Provided passage –

Begin

As a new requirement, we also need to implement the PartialEq, Eq and Hash traits on Interned<_>, so that it can be recursively used in structs that are themselves interned. A naive implementation is to lookup the actual data and compare or hash it, but we’ll revisit that in a moment.

use std::hash::{Hash, Hasher};

impl<T: Eq + Hash> PartialEq for Interned<'_, T> {
    fn eq(&self, other: &Self) -> bool {
        self.lookup().deref() == other.lookup().deref()
    }
}

impl<T: Eq + Hash> Eq for Interned<'_, T> {}

impl<T: Eq + Hash> Hash for Interned<'_, T> {
    fn hash<H>(&self, state: &mut H)
    where
        H: Hasher,
    {
        self.lookup().deref().hash(state)
    }
}

On the schema side, we’ll now have a collection of interners: each type gets its own interner.

#[derive(Default)]
struct Interners<'a> {
    string: Interner<String>,
    disruption: Interner<Disruption<'a>>,
    line: Interner<Line<'a>>,
    application_period: Interner<ApplicationPeriod<'a>>,
    impacted_object: Interner<ImpactedObject<'a>>,
}

The data structs in the schema can now contain interned versions of other structs, such as Interned<'a, ApplicationPeriod<'a>>, and simply derive the comparison and hashing traits.

#[derive(Debug, Hash, PartialEq, Eq)]
struct Disruption<'a> {
    id: IString<'a>,
    application_periods: Vec<Interned<'a, ApplicationPeriod<'a>>>,
    last_update: IString<'a>,
    cause: IString<'a>,
    severity: IString<'a>,
    tags: Option<Vec<IString<'a>>>,
    title: IString<'a>,
    message: IString<'a>,
    disruption_id: Option<IString<'a>>,
}

Conversion from the original data types now uses a reference to the whole collection of Interners.

impl<'a> Disruption<'a> {
    fn from(interners: &'a Interners<'a>, source: source::Disruption) -> Self {
        Self {
            id: Interned::from(&interners.string, source.id),
            application_periods: source
                .application_periods
                .into_iter()

End

[Excerpts of labeled region data]
Begin

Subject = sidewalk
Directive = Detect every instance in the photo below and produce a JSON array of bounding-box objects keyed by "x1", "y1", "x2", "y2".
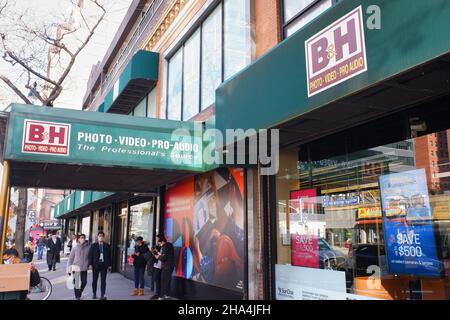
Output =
[{"x1": 33, "y1": 255, "x2": 153, "y2": 300}]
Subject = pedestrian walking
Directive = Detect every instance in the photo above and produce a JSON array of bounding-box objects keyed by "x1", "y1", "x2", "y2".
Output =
[
  {"x1": 131, "y1": 237, "x2": 150, "y2": 296},
  {"x1": 89, "y1": 232, "x2": 111, "y2": 300},
  {"x1": 47, "y1": 233, "x2": 61, "y2": 271},
  {"x1": 150, "y1": 245, "x2": 161, "y2": 300},
  {"x1": 36, "y1": 234, "x2": 46, "y2": 260},
  {"x1": 156, "y1": 235, "x2": 175, "y2": 300},
  {"x1": 67, "y1": 234, "x2": 90, "y2": 300}
]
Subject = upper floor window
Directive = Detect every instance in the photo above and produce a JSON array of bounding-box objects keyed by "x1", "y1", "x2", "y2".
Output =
[
  {"x1": 166, "y1": 0, "x2": 252, "y2": 121},
  {"x1": 281, "y1": 0, "x2": 337, "y2": 38}
]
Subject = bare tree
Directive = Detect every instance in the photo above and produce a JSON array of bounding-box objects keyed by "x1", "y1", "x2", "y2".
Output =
[{"x1": 0, "y1": 0, "x2": 106, "y2": 255}]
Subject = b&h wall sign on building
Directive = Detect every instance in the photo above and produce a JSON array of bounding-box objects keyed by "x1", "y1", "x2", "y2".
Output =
[{"x1": 305, "y1": 6, "x2": 367, "y2": 97}]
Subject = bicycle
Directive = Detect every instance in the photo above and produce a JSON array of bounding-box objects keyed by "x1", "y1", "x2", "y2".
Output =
[{"x1": 28, "y1": 277, "x2": 53, "y2": 300}]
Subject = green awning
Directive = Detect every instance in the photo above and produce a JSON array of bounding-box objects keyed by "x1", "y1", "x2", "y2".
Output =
[
  {"x1": 102, "y1": 50, "x2": 159, "y2": 114},
  {"x1": 3, "y1": 104, "x2": 205, "y2": 191},
  {"x1": 216, "y1": 0, "x2": 450, "y2": 147}
]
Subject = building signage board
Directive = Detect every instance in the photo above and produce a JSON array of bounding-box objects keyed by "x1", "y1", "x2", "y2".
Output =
[
  {"x1": 379, "y1": 169, "x2": 443, "y2": 276},
  {"x1": 305, "y1": 6, "x2": 367, "y2": 97},
  {"x1": 4, "y1": 105, "x2": 203, "y2": 172}
]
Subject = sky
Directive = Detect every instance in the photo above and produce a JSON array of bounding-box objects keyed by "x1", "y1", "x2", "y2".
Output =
[{"x1": 0, "y1": 0, "x2": 133, "y2": 110}]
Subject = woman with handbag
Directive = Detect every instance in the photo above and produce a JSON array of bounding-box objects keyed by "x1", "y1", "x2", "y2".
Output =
[{"x1": 131, "y1": 237, "x2": 150, "y2": 296}]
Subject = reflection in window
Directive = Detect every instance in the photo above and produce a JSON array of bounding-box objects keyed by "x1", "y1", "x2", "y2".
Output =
[
  {"x1": 127, "y1": 201, "x2": 153, "y2": 265},
  {"x1": 161, "y1": 0, "x2": 252, "y2": 121},
  {"x1": 167, "y1": 50, "x2": 183, "y2": 120},
  {"x1": 284, "y1": 0, "x2": 316, "y2": 22},
  {"x1": 183, "y1": 30, "x2": 200, "y2": 120},
  {"x1": 224, "y1": 0, "x2": 251, "y2": 80},
  {"x1": 201, "y1": 6, "x2": 222, "y2": 110}
]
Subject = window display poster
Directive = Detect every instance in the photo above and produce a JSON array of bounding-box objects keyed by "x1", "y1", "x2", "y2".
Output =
[
  {"x1": 165, "y1": 168, "x2": 245, "y2": 291},
  {"x1": 291, "y1": 234, "x2": 319, "y2": 268},
  {"x1": 379, "y1": 169, "x2": 443, "y2": 276},
  {"x1": 380, "y1": 169, "x2": 433, "y2": 222}
]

End

Goal –
After the material, reproduce the part of the Rust interning passage starting with "The data structs" and going on through "and hashing traits.", keeping every word and symbol unchanged.

The answer –
The data structs in the schema can now contain interned versions of other structs, such as Interned<'a, ApplicationPeriod<'a>>, and simply derive the comparison and hashing traits.